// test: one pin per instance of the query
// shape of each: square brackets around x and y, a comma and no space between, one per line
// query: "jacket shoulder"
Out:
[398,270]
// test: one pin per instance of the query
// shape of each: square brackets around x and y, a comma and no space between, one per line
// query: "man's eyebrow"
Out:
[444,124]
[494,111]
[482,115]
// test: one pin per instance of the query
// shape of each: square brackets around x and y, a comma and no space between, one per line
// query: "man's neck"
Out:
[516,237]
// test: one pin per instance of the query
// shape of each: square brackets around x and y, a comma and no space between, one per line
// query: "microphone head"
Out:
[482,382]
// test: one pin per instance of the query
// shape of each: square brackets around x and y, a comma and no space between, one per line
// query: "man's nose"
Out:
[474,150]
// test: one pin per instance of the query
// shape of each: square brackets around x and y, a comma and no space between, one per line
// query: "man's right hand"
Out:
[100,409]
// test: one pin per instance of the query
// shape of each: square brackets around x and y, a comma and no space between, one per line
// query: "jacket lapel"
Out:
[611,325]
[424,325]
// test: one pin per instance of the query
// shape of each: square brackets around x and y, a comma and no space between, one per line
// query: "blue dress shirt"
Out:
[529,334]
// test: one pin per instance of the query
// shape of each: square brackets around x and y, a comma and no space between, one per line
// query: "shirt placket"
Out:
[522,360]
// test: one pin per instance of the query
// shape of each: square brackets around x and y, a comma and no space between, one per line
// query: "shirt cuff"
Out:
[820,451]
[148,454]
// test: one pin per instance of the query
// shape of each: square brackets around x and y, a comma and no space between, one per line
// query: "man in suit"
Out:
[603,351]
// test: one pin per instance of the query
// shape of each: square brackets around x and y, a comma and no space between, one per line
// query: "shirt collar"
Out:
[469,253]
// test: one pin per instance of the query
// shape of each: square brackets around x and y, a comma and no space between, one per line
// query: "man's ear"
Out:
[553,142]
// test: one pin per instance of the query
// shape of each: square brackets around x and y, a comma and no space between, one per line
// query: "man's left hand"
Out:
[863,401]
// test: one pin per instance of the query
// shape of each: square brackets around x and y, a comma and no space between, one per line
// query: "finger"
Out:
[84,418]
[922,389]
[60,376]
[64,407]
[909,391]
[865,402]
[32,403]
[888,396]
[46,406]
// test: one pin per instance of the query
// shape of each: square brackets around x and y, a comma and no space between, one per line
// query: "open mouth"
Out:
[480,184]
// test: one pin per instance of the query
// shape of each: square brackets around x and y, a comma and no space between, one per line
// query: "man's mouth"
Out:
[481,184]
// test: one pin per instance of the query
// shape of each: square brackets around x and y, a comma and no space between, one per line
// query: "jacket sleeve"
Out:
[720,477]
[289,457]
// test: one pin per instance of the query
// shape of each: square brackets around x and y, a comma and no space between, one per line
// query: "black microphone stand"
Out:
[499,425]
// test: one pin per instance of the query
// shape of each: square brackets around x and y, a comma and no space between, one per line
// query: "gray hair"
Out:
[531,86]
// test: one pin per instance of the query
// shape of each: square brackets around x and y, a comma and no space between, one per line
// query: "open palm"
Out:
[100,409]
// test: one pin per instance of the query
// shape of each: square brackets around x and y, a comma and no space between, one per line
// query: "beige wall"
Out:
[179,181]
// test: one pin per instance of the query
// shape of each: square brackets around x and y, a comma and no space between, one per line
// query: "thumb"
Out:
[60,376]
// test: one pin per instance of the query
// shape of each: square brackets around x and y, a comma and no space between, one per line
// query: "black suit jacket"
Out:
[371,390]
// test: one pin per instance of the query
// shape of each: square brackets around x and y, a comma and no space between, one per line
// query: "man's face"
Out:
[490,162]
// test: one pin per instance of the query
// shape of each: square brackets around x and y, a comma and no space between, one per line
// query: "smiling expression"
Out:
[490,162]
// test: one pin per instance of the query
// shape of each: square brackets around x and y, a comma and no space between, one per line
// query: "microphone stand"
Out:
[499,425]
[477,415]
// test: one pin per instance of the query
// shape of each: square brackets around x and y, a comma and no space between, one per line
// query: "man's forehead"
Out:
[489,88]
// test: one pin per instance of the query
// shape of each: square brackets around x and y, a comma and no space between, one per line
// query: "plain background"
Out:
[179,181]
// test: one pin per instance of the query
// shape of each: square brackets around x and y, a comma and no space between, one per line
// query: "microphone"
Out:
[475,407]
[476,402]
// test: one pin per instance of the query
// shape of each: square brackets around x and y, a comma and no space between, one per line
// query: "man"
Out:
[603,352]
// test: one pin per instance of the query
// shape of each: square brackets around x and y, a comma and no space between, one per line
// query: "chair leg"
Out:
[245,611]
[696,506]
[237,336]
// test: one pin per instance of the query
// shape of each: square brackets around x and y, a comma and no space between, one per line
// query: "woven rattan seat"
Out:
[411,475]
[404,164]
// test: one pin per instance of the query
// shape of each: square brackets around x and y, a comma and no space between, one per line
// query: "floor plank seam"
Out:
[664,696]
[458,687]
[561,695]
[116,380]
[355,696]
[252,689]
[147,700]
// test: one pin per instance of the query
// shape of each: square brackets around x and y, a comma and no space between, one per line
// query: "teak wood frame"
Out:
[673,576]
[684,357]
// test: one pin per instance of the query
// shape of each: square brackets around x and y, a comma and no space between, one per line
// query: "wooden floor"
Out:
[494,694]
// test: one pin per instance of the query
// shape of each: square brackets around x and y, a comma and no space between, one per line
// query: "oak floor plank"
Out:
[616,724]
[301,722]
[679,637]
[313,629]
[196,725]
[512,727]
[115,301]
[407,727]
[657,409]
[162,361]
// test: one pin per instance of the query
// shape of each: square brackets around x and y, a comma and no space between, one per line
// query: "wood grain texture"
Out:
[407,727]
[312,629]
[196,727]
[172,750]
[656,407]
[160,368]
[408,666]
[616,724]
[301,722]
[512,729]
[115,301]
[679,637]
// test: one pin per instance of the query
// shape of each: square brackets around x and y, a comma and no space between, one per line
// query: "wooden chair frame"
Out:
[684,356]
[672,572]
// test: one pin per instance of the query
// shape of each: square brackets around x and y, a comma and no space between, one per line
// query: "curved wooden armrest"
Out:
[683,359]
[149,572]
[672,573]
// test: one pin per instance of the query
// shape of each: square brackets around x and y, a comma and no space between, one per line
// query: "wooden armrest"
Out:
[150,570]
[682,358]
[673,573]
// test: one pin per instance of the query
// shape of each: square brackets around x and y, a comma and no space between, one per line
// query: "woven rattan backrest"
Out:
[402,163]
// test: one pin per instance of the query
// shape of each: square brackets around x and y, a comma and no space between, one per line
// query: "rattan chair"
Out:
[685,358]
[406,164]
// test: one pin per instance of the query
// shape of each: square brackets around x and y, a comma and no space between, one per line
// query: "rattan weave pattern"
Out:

Task statement:
Pull each line holding "chair" out of the listing.

Response to this task:
// query: "chair leg"
// query: "wooden chair frame"
// query: "rattan chair"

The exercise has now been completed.